▸ **WHAT TO WORK ON**
The entries below are to be printed again word for word.

+ + + +

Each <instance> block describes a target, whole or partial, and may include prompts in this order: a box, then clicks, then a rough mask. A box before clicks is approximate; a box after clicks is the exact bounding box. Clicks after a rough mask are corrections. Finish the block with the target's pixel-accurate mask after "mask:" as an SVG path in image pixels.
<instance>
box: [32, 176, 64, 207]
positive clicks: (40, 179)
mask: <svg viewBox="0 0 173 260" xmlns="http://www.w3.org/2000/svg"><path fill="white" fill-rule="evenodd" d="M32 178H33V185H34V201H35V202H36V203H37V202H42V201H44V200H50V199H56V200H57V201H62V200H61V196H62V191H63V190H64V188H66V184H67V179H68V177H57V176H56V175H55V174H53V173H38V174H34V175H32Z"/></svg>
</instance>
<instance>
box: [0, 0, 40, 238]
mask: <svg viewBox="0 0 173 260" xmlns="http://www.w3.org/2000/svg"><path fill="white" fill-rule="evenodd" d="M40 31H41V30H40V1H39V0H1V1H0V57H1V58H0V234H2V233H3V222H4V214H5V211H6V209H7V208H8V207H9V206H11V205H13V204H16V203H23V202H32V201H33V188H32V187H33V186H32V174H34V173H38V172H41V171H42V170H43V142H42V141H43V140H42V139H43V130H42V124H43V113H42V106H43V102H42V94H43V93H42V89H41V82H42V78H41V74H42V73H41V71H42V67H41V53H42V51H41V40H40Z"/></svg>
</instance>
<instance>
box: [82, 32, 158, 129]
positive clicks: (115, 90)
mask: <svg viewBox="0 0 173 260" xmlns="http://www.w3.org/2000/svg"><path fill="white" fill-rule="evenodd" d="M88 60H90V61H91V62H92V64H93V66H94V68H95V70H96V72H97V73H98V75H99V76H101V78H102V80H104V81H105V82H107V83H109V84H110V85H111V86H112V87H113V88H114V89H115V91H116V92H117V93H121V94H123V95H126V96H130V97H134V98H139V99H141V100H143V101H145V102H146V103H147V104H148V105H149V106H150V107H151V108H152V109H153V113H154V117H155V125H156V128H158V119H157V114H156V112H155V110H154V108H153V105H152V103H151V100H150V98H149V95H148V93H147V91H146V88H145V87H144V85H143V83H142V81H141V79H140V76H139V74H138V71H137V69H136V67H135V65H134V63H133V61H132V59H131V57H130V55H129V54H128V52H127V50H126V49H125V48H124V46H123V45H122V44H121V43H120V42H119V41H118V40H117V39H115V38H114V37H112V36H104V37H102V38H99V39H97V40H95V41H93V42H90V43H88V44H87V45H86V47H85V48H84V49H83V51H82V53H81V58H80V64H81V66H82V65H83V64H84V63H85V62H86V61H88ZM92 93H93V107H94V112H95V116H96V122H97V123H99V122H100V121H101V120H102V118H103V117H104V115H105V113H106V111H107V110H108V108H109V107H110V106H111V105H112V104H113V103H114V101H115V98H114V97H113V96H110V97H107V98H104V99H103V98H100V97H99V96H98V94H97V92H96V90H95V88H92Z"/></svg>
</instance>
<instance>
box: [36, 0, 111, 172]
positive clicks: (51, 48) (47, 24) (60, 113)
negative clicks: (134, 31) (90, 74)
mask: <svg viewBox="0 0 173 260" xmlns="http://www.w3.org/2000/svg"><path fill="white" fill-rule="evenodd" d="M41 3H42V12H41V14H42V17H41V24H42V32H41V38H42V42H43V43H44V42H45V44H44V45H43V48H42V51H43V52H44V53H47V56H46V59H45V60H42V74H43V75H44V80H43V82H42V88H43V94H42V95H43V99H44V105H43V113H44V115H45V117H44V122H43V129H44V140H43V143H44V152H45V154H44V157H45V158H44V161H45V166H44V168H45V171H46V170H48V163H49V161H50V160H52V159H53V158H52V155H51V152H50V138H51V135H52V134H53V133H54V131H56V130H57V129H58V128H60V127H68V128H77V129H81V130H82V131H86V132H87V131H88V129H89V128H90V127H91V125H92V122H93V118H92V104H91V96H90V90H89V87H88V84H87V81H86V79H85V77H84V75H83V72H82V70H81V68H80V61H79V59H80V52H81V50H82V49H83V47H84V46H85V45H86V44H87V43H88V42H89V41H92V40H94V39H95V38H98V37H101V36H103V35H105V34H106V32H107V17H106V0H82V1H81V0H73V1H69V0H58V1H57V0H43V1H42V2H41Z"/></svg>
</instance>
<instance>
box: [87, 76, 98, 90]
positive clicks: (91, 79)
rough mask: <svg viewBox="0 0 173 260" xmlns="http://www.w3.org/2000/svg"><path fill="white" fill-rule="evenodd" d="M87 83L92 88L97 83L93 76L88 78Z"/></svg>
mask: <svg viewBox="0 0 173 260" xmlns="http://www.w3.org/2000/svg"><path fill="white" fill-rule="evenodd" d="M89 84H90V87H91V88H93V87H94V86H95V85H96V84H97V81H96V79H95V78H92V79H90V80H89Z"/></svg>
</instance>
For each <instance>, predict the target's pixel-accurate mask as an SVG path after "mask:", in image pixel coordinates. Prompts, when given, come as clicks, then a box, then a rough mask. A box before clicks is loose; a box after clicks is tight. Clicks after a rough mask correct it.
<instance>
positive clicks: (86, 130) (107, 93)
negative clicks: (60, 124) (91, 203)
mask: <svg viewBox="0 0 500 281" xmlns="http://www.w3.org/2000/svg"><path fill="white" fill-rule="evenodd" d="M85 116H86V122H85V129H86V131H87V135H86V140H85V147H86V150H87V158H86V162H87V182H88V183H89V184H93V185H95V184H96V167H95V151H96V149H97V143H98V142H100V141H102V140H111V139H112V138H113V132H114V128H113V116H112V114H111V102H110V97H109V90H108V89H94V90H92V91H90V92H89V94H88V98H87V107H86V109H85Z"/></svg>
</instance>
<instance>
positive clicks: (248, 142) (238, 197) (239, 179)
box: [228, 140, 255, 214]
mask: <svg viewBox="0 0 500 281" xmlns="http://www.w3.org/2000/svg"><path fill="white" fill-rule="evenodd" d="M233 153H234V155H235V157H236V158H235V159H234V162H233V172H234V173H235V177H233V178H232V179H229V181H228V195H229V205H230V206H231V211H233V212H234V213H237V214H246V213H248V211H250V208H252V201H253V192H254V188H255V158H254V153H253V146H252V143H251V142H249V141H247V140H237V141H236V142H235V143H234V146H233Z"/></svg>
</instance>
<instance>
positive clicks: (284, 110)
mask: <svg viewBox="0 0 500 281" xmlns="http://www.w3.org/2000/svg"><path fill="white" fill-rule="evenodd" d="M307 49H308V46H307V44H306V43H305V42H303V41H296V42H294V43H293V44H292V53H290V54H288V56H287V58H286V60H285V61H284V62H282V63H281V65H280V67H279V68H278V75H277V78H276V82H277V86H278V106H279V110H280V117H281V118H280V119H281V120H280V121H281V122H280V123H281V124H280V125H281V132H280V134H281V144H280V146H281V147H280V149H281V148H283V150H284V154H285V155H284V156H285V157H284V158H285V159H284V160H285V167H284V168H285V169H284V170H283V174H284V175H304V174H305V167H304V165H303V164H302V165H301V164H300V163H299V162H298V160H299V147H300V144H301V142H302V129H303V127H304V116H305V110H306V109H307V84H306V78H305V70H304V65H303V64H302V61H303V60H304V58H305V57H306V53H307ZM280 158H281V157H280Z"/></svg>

+ + + +

▸ **TASK OUTPUT**
Each <instance> block describes a target, whole or partial, and may include prompts in this order: a box, then clicks, then a rough mask. A box before clicks is approximate; a box after clicks is the exact bounding box. Clicks after a rough mask are corrections. Finish the block with the target's pixel-accurate mask after "mask:" as an SVG path in image pixels.
<instance>
box: [32, 176, 64, 207]
positive clicks: (40, 179)
mask: <svg viewBox="0 0 173 260" xmlns="http://www.w3.org/2000/svg"><path fill="white" fill-rule="evenodd" d="M32 178H33V185H34V201H35V202H36V203H37V202H42V201H44V200H50V199H56V200H57V201H62V200H61V196H62V191H63V190H64V188H66V184H67V179H68V177H57V176H56V175H55V174H53V173H38V174H34V175H32Z"/></svg>
</instance>
<instance>
box: [0, 0, 40, 238]
mask: <svg viewBox="0 0 173 260" xmlns="http://www.w3.org/2000/svg"><path fill="white" fill-rule="evenodd" d="M40 31H41V30H40V1H39V0H1V1H0V57H1V58H0V234H2V233H3V222H4V214H5V211H6V209H7V208H8V207H9V206H11V205H13V204H16V203H23V202H32V201H33V188H32V187H33V186H32V174H34V173H38V172H41V171H42V170H43V142H42V141H43V140H42V139H43V130H42V124H43V113H42V106H43V102H42V94H43V93H42V89H41V82H42V78H41V74H42V73H41V71H42V67H41V53H42V51H41V40H40Z"/></svg>
</instance>
<instance>
box: [82, 32, 158, 129]
positive clicks: (115, 90)
mask: <svg viewBox="0 0 173 260" xmlns="http://www.w3.org/2000/svg"><path fill="white" fill-rule="evenodd" d="M88 60H90V61H91V62H92V64H93V66H94V68H95V70H96V72H97V73H98V75H99V76H101V78H102V80H104V81H105V82H107V83H109V84H110V85H111V86H112V87H113V88H114V89H115V91H116V92H117V93H121V94H123V95H126V96H130V97H134V98H139V99H141V100H143V101H145V102H146V103H147V104H148V105H149V106H150V107H151V108H152V109H153V113H154V117H155V125H156V128H158V119H157V114H156V112H155V110H154V108H153V105H152V103H151V100H150V98H149V95H148V93H147V91H146V88H145V87H144V85H143V83H142V81H141V79H140V76H139V74H138V71H137V69H136V67H135V65H134V63H133V61H132V59H131V57H130V55H129V54H128V52H127V50H126V49H125V48H124V46H123V45H122V44H121V43H120V42H119V41H118V40H117V39H115V38H114V37H112V36H104V37H102V38H99V39H97V40H95V41H93V42H90V43H88V44H87V45H86V47H85V48H84V49H83V51H82V53H81V58H80V64H81V66H82V65H83V64H84V63H85V62H86V61H88ZM92 93H93V107H94V112H95V116H96V122H97V123H99V122H100V121H101V120H102V118H103V117H104V115H105V113H106V111H107V110H108V108H109V107H110V106H111V105H112V104H113V103H114V101H115V98H114V97H113V96H110V97H107V98H104V99H103V98H100V97H99V96H98V94H97V92H96V90H95V88H92Z"/></svg>
</instance>
<instance>
box: [36, 0, 111, 172]
positive clicks: (51, 48) (47, 24) (60, 113)
negative clicks: (134, 31) (90, 74)
mask: <svg viewBox="0 0 173 260" xmlns="http://www.w3.org/2000/svg"><path fill="white" fill-rule="evenodd" d="M41 3H42V12H41V14H42V17H41V24H42V32H41V38H42V42H43V43H44V42H45V44H44V45H43V48H42V51H43V52H44V53H47V56H46V59H45V60H42V74H43V75H44V80H43V82H42V88H43V94H42V95H43V99H44V105H43V113H44V115H45V117H44V122H43V129H44V140H43V143H44V152H45V154H44V157H45V158H44V161H45V166H44V168H45V171H46V170H48V163H49V161H50V160H52V159H53V158H52V155H51V152H50V138H51V135H52V134H53V133H54V131H56V130H57V129H58V128H60V127H68V128H77V129H81V130H82V131H86V132H87V131H88V129H89V128H90V127H91V125H92V122H93V118H92V104H91V96H90V90H89V87H88V84H87V81H86V79H85V77H84V75H83V72H82V70H81V68H80V61H79V59H80V52H81V50H82V49H83V47H84V46H85V45H86V44H87V43H88V42H89V41H92V40H94V39H95V38H98V37H101V36H103V35H105V34H106V32H107V17H106V0H82V1H81V0H73V1H69V0H58V1H57V0H43V1H42V2H41Z"/></svg>
</instance>
<instance>
box: [87, 76, 98, 90]
positive clicks: (91, 79)
rough mask: <svg viewBox="0 0 173 260" xmlns="http://www.w3.org/2000/svg"><path fill="white" fill-rule="evenodd" d="M87 83L92 88L97 83L93 76L88 78Z"/></svg>
mask: <svg viewBox="0 0 173 260" xmlns="http://www.w3.org/2000/svg"><path fill="white" fill-rule="evenodd" d="M89 84H90V87H91V88H93V87H94V86H95V85H96V84H97V81H96V79H95V78H92V79H90V80H89Z"/></svg>
</instance>
For each <instance>, predict the target's pixel-accurate mask as an SVG path after "mask:", in image pixel coordinates. Prompts, when given, come as clicks, then a box, then a rough mask. A box before clicks is loose; a box after clicks is tight. Clicks after a rough mask correct it.
<instance>
positive clicks: (86, 130) (107, 93)
negative clicks: (60, 124) (91, 203)
mask: <svg viewBox="0 0 500 281" xmlns="http://www.w3.org/2000/svg"><path fill="white" fill-rule="evenodd" d="M85 116H86V122H85V129H86V131H87V135H86V140H85V147H86V150H87V158H86V162H87V182H88V183H89V184H93V185H95V184H96V167H95V151H96V149H97V143H98V142H100V141H102V140H111V139H112V138H113V132H114V128H113V116H112V114H111V102H110V97H109V90H108V89H94V90H92V91H90V92H89V94H88V98H87V107H86V109H85Z"/></svg>
</instance>
<instance>
positive clicks: (248, 142) (238, 197) (239, 179)
box: [228, 140, 255, 214]
mask: <svg viewBox="0 0 500 281" xmlns="http://www.w3.org/2000/svg"><path fill="white" fill-rule="evenodd" d="M233 153H234V155H235V157H236V158H235V159H234V162H233V172H234V173H235V177H233V178H232V179H229V181H228V195H229V205H230V206H231V211H233V212H234V213H237V214H246V213H248V211H250V208H252V201H253V192H254V188H255V158H254V153H253V146H252V143H251V142H249V141H247V140H237V141H236V142H235V143H234V146H233Z"/></svg>
</instance>
<instance>
positive clicks: (284, 110)
mask: <svg viewBox="0 0 500 281" xmlns="http://www.w3.org/2000/svg"><path fill="white" fill-rule="evenodd" d="M307 49H308V46H307V44H306V43H305V42H303V41H296V42H294V43H293V44H292V53H290V54H288V56H287V58H286V60H285V61H284V62H282V63H281V65H280V67H279V68H278V75H277V78H276V82H277V86H278V106H279V110H280V117H281V118H280V119H281V120H280V121H281V122H280V123H281V124H280V125H281V132H280V134H281V144H280V146H281V147H280V149H281V148H283V150H284V154H285V155H284V156H285V157H284V158H285V159H284V160H285V167H284V168H285V169H284V170H283V174H284V175H304V174H305V167H304V165H303V164H302V165H301V164H300V163H299V162H298V160H299V147H300V144H301V142H302V129H303V127H304V116H305V110H306V109H307V84H306V78H305V70H304V65H303V64H302V61H303V60H304V58H305V57H306V53H307ZM280 158H281V157H280Z"/></svg>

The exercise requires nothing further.